Below is a listing; reproduce exactly its lines from the one containing "green copper dome." to its last line, both ends kept, and no other lines.

Data for review section start

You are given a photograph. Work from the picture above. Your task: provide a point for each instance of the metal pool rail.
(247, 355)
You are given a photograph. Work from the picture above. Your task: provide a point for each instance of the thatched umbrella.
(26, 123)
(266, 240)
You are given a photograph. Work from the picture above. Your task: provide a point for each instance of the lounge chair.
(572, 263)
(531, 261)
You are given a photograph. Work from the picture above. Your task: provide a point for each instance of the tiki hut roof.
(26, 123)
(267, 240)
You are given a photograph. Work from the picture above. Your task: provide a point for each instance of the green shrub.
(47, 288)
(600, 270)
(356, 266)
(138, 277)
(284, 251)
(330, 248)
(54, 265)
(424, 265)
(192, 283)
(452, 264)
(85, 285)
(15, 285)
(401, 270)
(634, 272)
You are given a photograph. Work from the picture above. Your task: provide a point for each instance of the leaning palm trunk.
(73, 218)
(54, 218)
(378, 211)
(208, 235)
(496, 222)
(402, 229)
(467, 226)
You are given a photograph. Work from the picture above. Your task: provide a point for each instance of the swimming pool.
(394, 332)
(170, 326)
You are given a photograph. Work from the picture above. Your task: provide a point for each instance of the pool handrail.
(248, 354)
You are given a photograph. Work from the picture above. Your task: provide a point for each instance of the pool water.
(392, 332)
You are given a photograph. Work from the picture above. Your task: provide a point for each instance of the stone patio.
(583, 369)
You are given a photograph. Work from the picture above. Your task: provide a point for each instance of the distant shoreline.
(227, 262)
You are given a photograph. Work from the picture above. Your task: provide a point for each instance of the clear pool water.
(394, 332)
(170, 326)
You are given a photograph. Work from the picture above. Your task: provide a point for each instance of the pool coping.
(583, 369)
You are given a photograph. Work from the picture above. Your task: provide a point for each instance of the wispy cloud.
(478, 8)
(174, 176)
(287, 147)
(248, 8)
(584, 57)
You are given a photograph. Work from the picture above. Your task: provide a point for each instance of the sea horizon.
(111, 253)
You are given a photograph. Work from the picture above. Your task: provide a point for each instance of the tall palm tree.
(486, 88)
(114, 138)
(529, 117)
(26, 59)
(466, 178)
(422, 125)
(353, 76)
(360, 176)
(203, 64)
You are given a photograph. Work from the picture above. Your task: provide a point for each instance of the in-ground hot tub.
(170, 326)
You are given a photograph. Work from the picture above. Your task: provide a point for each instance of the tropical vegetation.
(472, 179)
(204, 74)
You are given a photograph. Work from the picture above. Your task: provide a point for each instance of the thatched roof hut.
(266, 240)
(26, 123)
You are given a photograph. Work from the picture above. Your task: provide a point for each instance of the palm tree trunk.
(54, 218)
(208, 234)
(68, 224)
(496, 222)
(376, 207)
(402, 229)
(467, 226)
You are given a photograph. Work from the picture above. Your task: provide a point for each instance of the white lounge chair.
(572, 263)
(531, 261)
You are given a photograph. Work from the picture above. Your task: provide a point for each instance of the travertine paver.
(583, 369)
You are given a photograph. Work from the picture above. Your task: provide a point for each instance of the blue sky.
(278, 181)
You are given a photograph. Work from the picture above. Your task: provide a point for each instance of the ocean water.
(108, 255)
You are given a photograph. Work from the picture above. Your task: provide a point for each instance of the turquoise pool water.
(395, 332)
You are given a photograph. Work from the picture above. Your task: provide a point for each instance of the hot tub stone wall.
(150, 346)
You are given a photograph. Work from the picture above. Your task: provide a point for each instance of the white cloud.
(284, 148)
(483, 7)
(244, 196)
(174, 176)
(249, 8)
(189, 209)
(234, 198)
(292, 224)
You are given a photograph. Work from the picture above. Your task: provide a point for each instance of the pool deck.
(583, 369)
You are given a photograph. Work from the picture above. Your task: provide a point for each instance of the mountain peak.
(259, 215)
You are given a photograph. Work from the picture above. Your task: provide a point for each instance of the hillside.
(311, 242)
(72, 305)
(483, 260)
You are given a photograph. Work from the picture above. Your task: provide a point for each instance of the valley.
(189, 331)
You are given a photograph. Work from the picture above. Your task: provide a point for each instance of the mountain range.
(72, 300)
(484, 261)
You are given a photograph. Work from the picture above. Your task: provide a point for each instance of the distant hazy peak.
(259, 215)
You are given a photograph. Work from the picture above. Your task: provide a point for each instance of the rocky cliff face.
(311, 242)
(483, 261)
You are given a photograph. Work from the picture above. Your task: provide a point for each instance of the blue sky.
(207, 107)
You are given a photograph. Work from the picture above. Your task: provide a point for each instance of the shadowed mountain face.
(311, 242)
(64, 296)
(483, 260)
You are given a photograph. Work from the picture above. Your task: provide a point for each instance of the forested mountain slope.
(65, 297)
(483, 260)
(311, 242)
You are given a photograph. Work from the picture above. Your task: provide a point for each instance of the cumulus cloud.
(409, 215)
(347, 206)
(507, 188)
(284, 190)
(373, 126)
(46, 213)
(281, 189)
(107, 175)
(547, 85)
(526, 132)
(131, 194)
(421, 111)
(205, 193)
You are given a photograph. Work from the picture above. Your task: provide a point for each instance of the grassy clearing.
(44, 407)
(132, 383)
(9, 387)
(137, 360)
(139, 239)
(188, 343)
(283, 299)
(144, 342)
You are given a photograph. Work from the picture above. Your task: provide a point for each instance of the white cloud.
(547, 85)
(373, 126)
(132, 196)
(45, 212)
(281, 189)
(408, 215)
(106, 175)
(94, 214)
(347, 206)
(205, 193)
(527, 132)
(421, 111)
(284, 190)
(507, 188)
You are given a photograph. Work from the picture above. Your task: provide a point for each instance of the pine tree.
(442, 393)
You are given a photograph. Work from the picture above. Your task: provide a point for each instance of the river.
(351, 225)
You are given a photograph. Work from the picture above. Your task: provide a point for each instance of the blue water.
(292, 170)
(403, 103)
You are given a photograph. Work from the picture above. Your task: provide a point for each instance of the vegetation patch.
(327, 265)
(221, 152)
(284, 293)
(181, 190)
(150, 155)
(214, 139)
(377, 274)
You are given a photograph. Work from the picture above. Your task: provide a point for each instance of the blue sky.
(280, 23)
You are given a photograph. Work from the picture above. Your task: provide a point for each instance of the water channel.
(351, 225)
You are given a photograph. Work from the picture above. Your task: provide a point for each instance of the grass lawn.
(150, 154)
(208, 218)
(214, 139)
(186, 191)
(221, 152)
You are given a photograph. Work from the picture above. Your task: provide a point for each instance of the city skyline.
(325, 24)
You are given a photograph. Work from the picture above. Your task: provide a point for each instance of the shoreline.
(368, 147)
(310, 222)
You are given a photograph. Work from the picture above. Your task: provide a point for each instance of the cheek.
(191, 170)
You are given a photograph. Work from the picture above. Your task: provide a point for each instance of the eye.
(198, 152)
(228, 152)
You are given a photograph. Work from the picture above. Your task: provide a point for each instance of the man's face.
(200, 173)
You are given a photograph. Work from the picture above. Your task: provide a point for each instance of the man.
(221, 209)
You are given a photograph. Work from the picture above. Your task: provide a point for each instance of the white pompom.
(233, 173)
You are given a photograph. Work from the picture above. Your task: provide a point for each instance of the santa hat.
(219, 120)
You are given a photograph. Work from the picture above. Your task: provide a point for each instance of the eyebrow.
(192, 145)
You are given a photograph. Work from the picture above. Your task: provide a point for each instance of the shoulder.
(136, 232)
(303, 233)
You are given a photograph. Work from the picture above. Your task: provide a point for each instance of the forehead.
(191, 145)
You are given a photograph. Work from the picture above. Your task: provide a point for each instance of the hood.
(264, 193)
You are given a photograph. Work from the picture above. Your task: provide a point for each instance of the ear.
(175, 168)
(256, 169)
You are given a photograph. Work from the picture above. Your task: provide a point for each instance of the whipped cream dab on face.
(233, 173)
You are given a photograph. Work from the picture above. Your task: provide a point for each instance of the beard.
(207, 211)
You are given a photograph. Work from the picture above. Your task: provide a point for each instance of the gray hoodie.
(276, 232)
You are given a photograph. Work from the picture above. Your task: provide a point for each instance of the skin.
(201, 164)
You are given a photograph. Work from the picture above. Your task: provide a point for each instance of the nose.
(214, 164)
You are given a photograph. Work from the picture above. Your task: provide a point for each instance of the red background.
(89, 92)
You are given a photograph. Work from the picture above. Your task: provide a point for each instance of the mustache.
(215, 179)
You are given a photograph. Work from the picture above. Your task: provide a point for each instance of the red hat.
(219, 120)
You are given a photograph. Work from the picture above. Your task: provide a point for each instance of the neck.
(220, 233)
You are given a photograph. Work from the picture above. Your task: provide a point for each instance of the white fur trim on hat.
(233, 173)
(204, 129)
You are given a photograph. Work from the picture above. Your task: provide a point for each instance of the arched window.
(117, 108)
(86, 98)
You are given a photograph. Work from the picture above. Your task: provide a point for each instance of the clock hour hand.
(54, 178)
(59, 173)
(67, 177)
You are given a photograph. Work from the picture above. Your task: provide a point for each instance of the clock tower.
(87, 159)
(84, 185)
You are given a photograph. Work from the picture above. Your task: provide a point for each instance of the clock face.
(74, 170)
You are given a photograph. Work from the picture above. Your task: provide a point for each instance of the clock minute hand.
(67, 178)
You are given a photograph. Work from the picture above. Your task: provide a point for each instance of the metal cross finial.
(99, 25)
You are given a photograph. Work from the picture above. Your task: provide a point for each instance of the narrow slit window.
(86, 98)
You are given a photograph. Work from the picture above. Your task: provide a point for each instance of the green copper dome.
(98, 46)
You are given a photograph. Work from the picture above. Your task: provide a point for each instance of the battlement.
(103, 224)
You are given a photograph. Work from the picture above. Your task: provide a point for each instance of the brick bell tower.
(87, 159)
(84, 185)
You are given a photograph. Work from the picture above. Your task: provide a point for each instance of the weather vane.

Data for review section end

# Result of this exercise
You are given a photograph. Work from the picture above. Your task: provide a point for each instance of the green copper dome.
(98, 46)
You are given a photograph. Work from the picture above. Your task: provide a point for each instance of the battlement.
(103, 224)
You are given a photograph. Work from the picture above. Your task: provide a point for each instance of the brick bell tower.
(87, 159)
(84, 185)
You are given a photograph. Work from the picture above. Your task: provide a point for each instance of the weather vane.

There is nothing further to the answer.